----- SUPPLIED ENTRIES -----

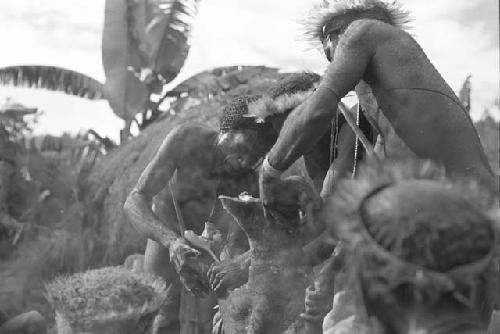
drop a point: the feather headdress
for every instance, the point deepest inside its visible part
(320, 16)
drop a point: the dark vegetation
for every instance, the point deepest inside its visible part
(68, 192)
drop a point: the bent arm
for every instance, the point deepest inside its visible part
(309, 122)
(138, 206)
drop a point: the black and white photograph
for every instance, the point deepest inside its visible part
(249, 167)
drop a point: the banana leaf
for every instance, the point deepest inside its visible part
(168, 35)
(52, 78)
(122, 57)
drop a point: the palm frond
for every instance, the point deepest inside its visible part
(52, 78)
(168, 33)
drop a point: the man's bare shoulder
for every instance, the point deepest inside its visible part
(369, 32)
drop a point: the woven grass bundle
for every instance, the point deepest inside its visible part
(107, 300)
(408, 224)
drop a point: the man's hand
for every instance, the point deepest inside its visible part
(282, 199)
(185, 260)
(227, 275)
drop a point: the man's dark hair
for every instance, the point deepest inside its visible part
(233, 113)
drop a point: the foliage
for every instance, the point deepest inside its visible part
(145, 44)
(52, 78)
(106, 294)
(489, 131)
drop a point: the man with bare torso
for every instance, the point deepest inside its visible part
(366, 44)
(193, 166)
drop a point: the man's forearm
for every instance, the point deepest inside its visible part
(303, 128)
(138, 210)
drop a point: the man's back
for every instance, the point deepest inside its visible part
(416, 100)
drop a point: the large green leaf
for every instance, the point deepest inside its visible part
(52, 78)
(121, 54)
(168, 33)
(143, 36)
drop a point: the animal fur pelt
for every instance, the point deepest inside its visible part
(267, 106)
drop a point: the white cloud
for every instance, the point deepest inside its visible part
(456, 35)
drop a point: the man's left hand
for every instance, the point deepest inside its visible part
(227, 275)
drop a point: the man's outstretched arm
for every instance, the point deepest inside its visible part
(138, 206)
(309, 122)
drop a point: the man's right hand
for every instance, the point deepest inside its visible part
(185, 260)
(227, 275)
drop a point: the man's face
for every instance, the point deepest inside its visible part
(242, 149)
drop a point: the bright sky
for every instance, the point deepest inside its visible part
(459, 37)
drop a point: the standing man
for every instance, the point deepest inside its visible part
(192, 167)
(366, 43)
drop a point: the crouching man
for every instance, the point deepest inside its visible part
(180, 186)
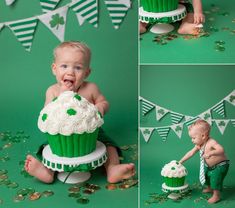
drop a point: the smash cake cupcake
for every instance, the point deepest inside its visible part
(159, 5)
(71, 124)
(174, 174)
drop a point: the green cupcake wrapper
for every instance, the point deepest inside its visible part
(159, 5)
(81, 167)
(174, 182)
(75, 145)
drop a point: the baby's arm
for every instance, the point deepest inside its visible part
(198, 14)
(99, 100)
(215, 150)
(189, 154)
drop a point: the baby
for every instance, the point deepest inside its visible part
(71, 68)
(216, 164)
(191, 23)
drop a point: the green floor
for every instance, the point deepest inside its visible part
(196, 88)
(220, 23)
(12, 157)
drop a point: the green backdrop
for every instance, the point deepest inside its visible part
(219, 23)
(189, 90)
(25, 76)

-----

Extract the full listing above verbatim; pictures are to be left out of the copy.

| TASK OUTPUT |
drop a point: the feather headdress
for every instance, the point deepest inside its visible part
(320, 16)
drop a point: the dark vegetation
for every instance, the point deepest inside its visible part
(68, 192)
drop a point: the bent arm
for every instance, the point deepest inside its visible part
(309, 122)
(138, 206)
drop a point: the black and white photograph
for every instance, the point deepest inside its visible part
(249, 167)
drop a point: the banana leaf
for every instance, the point deepest inside its visible part
(168, 35)
(52, 78)
(122, 57)
drop a point: the palm frond
for every instance, the point deepest inside its visible part
(52, 78)
(168, 33)
drop a point: the man's bare shoulder
for every instance, the point deepest inside its visible part
(369, 32)
drop a point: the woven grass bundle
for every instance, the point deepest inside its visible part
(107, 300)
(408, 224)
drop a point: the man's hand
for every instance, the point deepest inside its visible part
(282, 199)
(185, 260)
(227, 275)
drop a point: the man's dark hair
for every instance, the point deepest inside its visible part
(233, 113)
drop a point: the foliage
for every instance, the point deepest inside its visible part
(145, 44)
(52, 78)
(106, 294)
(489, 131)
drop a point: the man with bare torso
for every instance, the point deepest inside its visible part
(366, 44)
(193, 166)
drop a point: the man's forearm
for every instance, the point deepest inside its visible part
(303, 128)
(138, 210)
drop a point: the man's back
for every instance, the point deepest inside its visible part
(416, 100)
drop a point: the large green leaf
for every instance, the point deepest inside its visible part
(52, 78)
(121, 54)
(168, 33)
(143, 36)
drop a point: the animal fur pelt
for every instance, the point deepest inside its visible part
(267, 106)
drop a point: the white cloud
for every instance, the point deepest inside its visible part
(456, 35)
drop a point: the man's left hand
for every instance, the point deepest inside its visible part
(227, 275)
drop a point: the man's outstretched arm
for every instance, the point deepest inside its visible part
(138, 206)
(309, 122)
drop a point: the man's right hand
for every instance, the point deepest inside its visible part
(185, 260)
(227, 275)
drop a point: the man's face
for every instance, the point deepest inside its visible part
(242, 149)
drop a point: the bright sky
for every instance, the point deepest inside its visible part
(459, 37)
drop a point: the standing man
for every instance, the point deepest inside its visible part
(192, 167)
(366, 43)
drop a point: the crouching man
for every instance, the point deepest inside its visible part
(180, 186)
drop a point: the smash cake cupcake
for every instance, the point deepest inside its visible part
(159, 5)
(71, 124)
(174, 174)
drop a point: the green cupcake wrapper
for every instance, the point deepest inside its visible part
(159, 5)
(81, 167)
(174, 182)
(75, 145)
drop a point: the baby's arm
for every instance, the point deepest inside its visible part
(198, 14)
(99, 100)
(215, 150)
(189, 154)
drop a point: the baby
for every instance, the point deepest inside its visible part
(71, 68)
(216, 164)
(191, 23)
drop a point: the green floor
for every instance, the point deepest inside its visible part
(196, 88)
(220, 23)
(12, 157)
drop a point: the green backdrop
for every instance, the point deepest inside its visible part
(219, 23)
(189, 90)
(25, 76)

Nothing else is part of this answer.